--- start Data listing ---

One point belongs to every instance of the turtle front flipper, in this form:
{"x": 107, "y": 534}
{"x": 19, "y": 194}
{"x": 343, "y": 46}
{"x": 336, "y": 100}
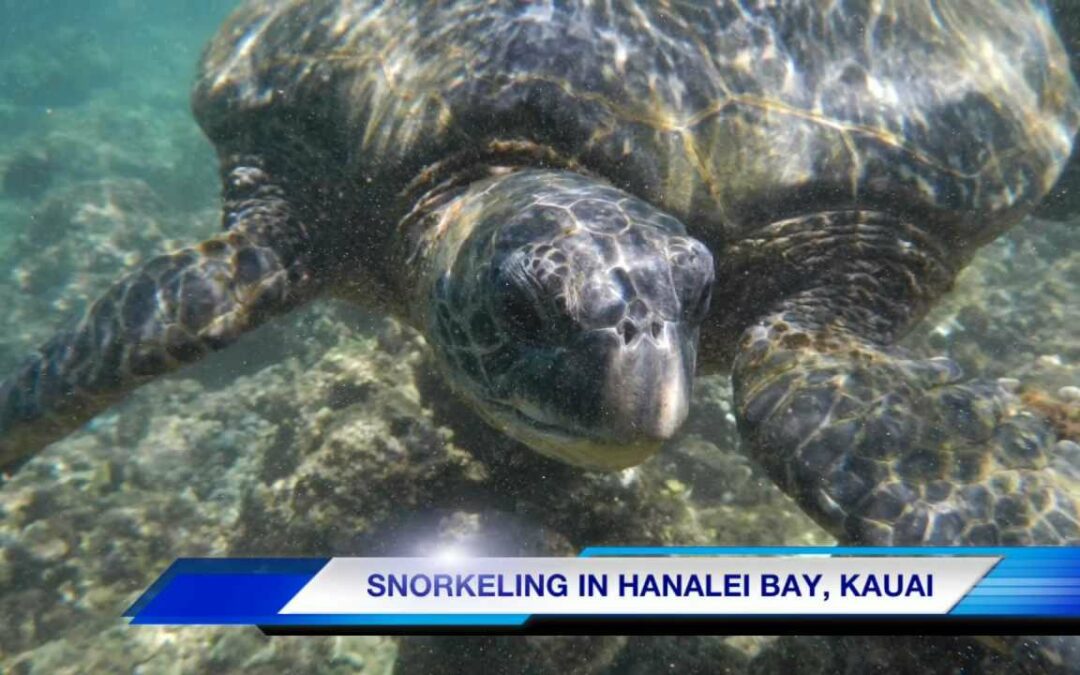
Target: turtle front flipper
{"x": 173, "y": 311}
{"x": 878, "y": 447}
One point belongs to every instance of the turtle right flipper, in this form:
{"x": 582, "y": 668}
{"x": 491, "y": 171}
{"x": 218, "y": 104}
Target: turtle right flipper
{"x": 881, "y": 448}
{"x": 173, "y": 311}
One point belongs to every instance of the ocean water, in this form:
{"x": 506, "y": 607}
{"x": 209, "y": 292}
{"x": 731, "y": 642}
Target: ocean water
{"x": 329, "y": 432}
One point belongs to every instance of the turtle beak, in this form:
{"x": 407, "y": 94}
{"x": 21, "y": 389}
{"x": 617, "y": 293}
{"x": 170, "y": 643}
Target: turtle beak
{"x": 648, "y": 382}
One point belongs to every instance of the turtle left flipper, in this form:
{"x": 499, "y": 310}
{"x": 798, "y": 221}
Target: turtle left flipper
{"x": 174, "y": 310}
{"x": 885, "y": 449}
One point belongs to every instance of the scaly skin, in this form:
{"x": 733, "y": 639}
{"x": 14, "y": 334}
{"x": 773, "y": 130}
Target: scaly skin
{"x": 752, "y": 124}
{"x": 879, "y": 448}
{"x": 173, "y": 311}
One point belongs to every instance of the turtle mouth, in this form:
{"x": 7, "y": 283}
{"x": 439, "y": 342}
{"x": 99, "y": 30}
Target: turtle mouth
{"x": 571, "y": 445}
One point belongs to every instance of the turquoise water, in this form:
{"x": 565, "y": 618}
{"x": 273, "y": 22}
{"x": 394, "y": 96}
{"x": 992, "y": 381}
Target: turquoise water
{"x": 327, "y": 432}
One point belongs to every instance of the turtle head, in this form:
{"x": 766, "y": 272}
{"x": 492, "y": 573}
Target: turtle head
{"x": 567, "y": 312}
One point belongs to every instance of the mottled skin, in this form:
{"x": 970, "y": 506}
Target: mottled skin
{"x": 549, "y": 192}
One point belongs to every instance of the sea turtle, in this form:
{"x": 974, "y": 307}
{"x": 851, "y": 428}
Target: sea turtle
{"x": 564, "y": 197}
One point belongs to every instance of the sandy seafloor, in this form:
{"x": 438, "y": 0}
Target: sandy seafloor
{"x": 326, "y": 432}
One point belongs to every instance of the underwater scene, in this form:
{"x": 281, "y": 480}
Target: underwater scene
{"x": 460, "y": 264}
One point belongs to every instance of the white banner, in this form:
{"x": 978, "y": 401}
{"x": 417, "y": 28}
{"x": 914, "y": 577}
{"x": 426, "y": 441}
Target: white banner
{"x": 802, "y": 584}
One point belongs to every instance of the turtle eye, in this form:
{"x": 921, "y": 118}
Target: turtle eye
{"x": 697, "y": 309}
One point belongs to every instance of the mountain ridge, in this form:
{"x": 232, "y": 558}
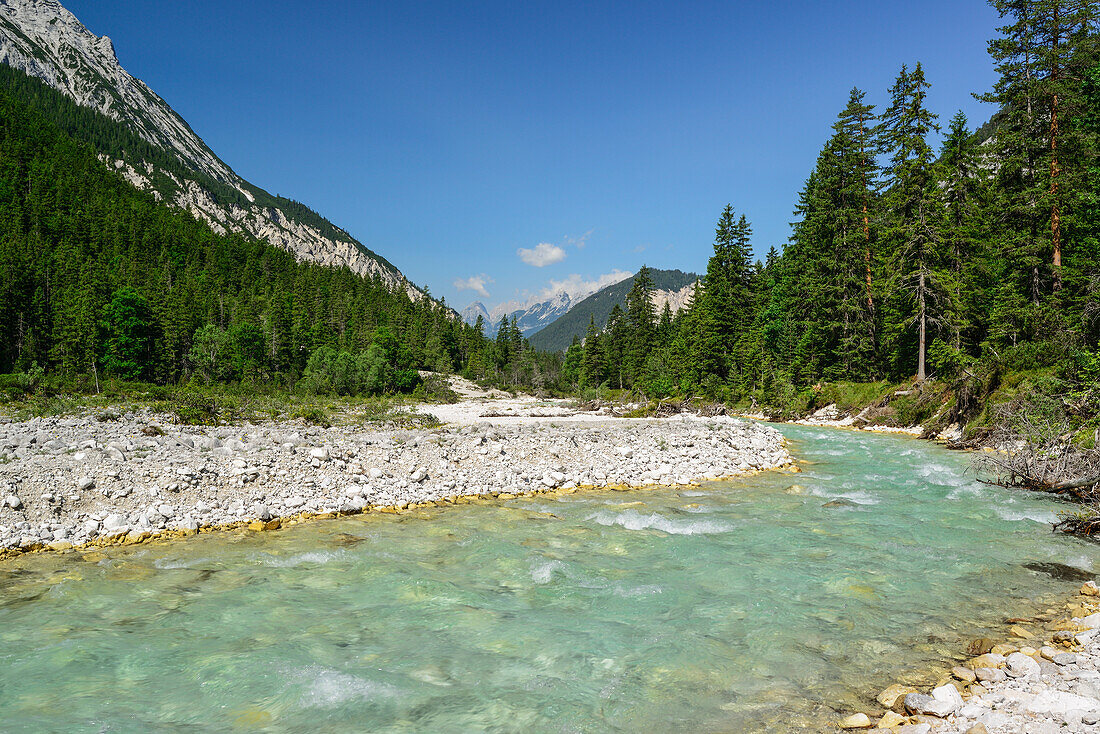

--- end Data listing ---

▶ What you need to do
Please change every "instance" in the records above to "occurrence", leave everything else as it is, and write the records out again without the pictures.

▶ Exercise output
One point belongs to every occurrence of the turtle front flipper, in this form:
{"x": 107, "y": 534}
{"x": 19, "y": 194}
{"x": 343, "y": 46}
{"x": 336, "y": 100}
Target: turtle front flipper
{"x": 173, "y": 311}
{"x": 878, "y": 447}
One point belongs to every occurrence of the turtle right flipper, in this form:
{"x": 582, "y": 668}
{"x": 491, "y": 171}
{"x": 218, "y": 104}
Target: turtle right flipper
{"x": 881, "y": 448}
{"x": 173, "y": 311}
One point belongs to every occurrence of the ocean water, in this form:
{"x": 506, "y": 607}
{"x": 209, "y": 292}
{"x": 731, "y": 642}
Target: ocean water
{"x": 329, "y": 432}
One point belongs to every occurrence of the turtle beak, in this form:
{"x": 407, "y": 94}
{"x": 21, "y": 389}
{"x": 617, "y": 293}
{"x": 170, "y": 643}
Target: turtle beak
{"x": 648, "y": 382}
One point belongs to every occurrence of the turtle left flipper, in this form:
{"x": 499, "y": 310}
{"x": 798, "y": 221}
Target: turtle left flipper
{"x": 174, "y": 310}
{"x": 885, "y": 449}
One point belongs to every occurrence of the scaly skin, in this form:
{"x": 733, "y": 639}
{"x": 14, "y": 334}
{"x": 773, "y": 130}
Target: scaly skin
{"x": 752, "y": 124}
{"x": 879, "y": 448}
{"x": 173, "y": 311}
One point belongs to every occurrence of the turtle mouth, in this form:
{"x": 7, "y": 283}
{"x": 439, "y": 342}
{"x": 99, "y": 30}
Target: turtle mouth
{"x": 571, "y": 445}
One point belongs to every occurrence of the turquoise water, in this form:
{"x": 565, "y": 618}
{"x": 273, "y": 22}
{"x": 394, "y": 96}
{"x": 992, "y": 381}
Target: turquoise water
{"x": 327, "y": 432}
One point belongs to every occurrence of the turtle head, in this form:
{"x": 766, "y": 272}
{"x": 492, "y": 573}
Target: turtle head
{"x": 567, "y": 312}
One point belongs to every occurrence of the mottled skin, in this form:
{"x": 970, "y": 506}
Target: mottled skin
{"x": 549, "y": 192}
One point belongs to every occurrence of the sea turtle, in this form:
{"x": 974, "y": 307}
{"x": 851, "y": 428}
Target: sea turtle
{"x": 564, "y": 197}
One point belongs to every occurrence of the sandy seafloor, in this form:
{"x": 438, "y": 0}
Target: sandy seafloor
{"x": 326, "y": 432}
One point belongs to every occurrence of the underwater scene, in this form:
{"x": 281, "y": 480}
Target: underwater scene
{"x": 460, "y": 264}
One point belongs to every occurrence of the white banner, in this form:
{"x": 978, "y": 401}
{"x": 417, "y": 28}
{"x": 914, "y": 577}
{"x": 426, "y": 441}
Target: white banner
{"x": 802, "y": 584}
One point belongs to every occurrence of the turtle eye, in this form:
{"x": 921, "y": 118}
Target: turtle eye
{"x": 697, "y": 309}
One point belongs to every occurrence of the mountain ridge, in this form:
{"x": 232, "y": 558}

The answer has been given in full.